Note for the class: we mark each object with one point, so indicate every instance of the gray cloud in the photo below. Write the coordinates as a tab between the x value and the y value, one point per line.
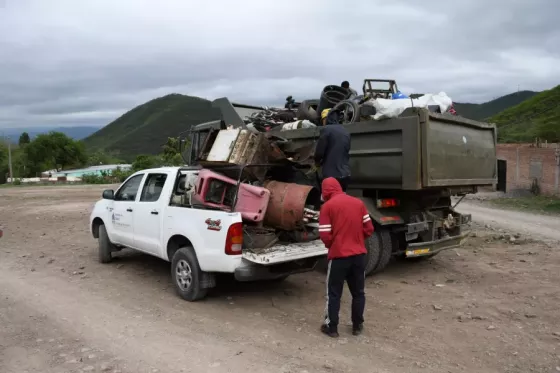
65	62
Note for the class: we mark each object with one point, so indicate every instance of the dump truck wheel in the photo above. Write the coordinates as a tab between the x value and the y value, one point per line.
105	246
386	249
373	246
306	110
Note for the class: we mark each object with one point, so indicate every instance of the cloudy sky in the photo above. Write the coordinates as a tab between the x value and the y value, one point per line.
85	62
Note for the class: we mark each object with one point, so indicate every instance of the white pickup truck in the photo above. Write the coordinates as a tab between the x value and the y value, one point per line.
151	212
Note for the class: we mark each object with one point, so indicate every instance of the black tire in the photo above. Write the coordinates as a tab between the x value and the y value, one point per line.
106	248
373	246
186	275
308	110
332	95
386	249
351	111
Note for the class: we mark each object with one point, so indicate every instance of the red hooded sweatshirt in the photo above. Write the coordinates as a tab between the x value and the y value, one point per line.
344	222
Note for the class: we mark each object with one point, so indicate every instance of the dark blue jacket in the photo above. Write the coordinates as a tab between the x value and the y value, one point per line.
333	149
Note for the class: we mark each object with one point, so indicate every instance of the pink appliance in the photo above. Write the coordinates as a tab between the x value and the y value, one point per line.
216	190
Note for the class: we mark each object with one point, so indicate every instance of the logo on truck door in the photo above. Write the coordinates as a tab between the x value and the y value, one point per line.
214	225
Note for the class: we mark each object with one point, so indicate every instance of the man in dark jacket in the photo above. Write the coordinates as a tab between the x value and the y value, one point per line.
332	152
344	224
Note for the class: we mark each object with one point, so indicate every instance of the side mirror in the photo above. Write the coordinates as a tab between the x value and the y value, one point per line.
108	194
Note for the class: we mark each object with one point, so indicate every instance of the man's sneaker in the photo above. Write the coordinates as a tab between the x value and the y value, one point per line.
326	330
357	329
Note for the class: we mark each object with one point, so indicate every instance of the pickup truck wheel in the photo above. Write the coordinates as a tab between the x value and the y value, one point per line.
373	246
386	250
186	275
105	246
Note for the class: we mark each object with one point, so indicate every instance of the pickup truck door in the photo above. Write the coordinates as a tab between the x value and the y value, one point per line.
121	215
148	213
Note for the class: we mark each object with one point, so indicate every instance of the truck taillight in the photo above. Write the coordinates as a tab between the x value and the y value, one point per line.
387	202
234	239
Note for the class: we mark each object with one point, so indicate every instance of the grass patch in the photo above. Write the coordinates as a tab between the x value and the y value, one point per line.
46	185
543	204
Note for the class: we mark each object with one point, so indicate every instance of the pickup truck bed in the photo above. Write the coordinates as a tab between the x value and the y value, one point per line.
287	253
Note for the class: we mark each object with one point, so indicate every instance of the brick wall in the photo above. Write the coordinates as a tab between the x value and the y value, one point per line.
525	162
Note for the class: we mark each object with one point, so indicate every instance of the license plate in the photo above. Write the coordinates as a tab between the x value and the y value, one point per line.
417	252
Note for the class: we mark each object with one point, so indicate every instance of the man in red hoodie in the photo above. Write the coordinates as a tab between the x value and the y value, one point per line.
344	224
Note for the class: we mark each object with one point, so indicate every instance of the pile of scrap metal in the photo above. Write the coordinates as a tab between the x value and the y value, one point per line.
381	99
249	173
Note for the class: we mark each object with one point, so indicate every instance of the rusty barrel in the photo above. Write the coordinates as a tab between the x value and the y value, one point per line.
287	203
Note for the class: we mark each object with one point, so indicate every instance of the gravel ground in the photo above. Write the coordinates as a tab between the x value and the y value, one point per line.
491	306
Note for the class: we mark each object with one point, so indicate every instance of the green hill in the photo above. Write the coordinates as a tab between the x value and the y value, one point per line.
490	108
538	116
144	129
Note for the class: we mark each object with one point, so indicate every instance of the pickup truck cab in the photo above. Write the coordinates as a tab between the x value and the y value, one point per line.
152	212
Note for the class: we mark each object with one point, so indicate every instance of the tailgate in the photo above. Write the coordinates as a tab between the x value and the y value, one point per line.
457	151
286	253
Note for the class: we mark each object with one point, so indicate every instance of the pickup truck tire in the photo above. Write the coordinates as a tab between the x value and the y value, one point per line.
187	275
373	246
105	246
386	250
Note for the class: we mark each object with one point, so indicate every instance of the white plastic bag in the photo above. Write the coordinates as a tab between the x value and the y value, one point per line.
393	108
297	125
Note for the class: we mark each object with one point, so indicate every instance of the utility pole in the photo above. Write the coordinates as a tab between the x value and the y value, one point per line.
9	157
10	160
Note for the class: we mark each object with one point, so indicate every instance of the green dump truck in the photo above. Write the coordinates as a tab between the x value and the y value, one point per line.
406	170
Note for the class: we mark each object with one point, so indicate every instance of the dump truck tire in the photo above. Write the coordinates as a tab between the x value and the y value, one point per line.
386	250
307	111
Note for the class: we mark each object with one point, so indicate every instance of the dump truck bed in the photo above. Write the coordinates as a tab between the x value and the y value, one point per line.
417	150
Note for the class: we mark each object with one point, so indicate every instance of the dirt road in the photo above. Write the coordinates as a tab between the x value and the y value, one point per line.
488	307
540	227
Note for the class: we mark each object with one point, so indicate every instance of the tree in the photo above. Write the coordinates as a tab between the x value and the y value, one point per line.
55	150
144	161
172	152
24	139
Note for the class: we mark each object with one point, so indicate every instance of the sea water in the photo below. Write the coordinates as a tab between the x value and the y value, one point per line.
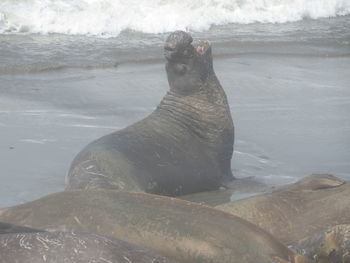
72	71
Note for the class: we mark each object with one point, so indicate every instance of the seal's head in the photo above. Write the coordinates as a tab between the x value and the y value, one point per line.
188	65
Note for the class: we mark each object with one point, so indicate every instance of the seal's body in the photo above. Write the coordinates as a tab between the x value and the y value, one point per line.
181	230
70	247
297	211
184	146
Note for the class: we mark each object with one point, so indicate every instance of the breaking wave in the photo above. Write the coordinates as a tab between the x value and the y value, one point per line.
110	17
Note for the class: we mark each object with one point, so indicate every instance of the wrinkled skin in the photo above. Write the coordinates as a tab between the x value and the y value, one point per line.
55	247
296	211
181	230
329	246
10	228
184	146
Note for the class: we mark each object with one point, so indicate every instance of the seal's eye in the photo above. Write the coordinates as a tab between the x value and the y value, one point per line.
187	52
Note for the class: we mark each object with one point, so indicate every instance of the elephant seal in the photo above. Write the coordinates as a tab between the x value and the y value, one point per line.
55	247
181	230
184	146
10	228
296	211
329	246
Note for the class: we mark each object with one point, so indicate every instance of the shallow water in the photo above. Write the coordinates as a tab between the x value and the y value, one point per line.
287	85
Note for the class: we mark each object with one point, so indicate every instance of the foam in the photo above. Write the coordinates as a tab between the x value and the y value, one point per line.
110	17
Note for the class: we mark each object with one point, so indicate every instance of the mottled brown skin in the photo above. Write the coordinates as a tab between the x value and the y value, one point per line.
10	228
70	247
177	229
184	146
328	246
296	211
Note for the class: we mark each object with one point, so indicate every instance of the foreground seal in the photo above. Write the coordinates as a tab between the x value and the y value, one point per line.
294	212
329	246
10	228
46	247
181	230
184	146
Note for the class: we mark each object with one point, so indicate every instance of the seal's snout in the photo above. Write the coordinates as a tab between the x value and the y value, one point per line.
178	45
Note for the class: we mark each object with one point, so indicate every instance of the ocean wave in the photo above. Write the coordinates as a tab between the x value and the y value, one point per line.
110	17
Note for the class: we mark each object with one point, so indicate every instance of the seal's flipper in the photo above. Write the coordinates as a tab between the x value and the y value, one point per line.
319	181
6	228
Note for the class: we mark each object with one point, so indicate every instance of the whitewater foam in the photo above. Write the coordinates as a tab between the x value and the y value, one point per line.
110	17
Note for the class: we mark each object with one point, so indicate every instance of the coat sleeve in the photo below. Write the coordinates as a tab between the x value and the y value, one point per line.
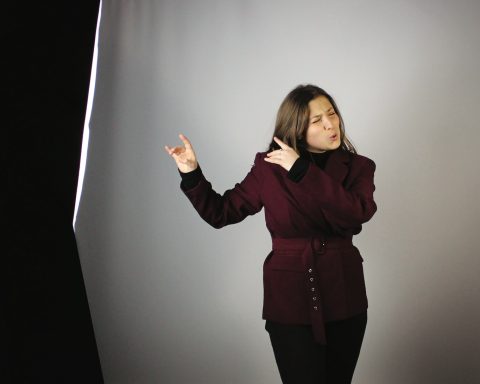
234	205
344	206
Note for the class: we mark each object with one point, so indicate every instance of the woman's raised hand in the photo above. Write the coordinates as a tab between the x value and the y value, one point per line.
183	155
285	156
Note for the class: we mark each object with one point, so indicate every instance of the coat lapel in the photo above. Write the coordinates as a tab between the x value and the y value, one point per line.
337	165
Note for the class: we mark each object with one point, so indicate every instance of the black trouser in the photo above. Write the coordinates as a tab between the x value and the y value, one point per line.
301	360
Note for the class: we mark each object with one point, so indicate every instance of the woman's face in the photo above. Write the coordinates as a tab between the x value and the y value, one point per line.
323	133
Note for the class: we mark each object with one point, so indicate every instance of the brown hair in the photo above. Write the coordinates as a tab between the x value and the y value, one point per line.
293	119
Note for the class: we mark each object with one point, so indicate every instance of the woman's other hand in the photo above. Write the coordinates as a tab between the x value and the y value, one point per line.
183	155
285	156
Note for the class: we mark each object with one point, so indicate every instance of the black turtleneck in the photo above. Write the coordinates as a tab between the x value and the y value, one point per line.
296	173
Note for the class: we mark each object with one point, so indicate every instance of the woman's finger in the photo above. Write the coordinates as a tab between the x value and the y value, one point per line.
185	141
281	143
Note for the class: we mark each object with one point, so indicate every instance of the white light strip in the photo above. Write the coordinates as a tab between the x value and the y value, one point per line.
86	128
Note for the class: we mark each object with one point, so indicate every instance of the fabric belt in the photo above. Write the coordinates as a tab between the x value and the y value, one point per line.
310	247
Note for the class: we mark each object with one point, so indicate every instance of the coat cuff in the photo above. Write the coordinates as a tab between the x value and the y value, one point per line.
190	179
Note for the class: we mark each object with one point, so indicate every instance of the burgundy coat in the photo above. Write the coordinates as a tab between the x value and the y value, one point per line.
313	274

> _WHAT THE TASK ASKS_:
Write out, word for word, every line from the one containing "of the fabric" through the last line of the records above.

> _RIGHT ANSWER_:
Note for the class: we mark each object with one point, so indicate every instance of the fabric belt in the photo above. Write the coordinates as a tab between the x value and the y value, one point per line.
310	247
Note for the class: we mark each object with one point, so indicate every instance of the coat cuff in the photo above. Write the coordinates as a tab between the x value and the y value, one point per line.
190	179
Note for the class: we mark each object with one point, so indicate every instance of the burgundy coat in the photo above. Write the coordinates as a tab between the x value and the y value, one point per line.
313	274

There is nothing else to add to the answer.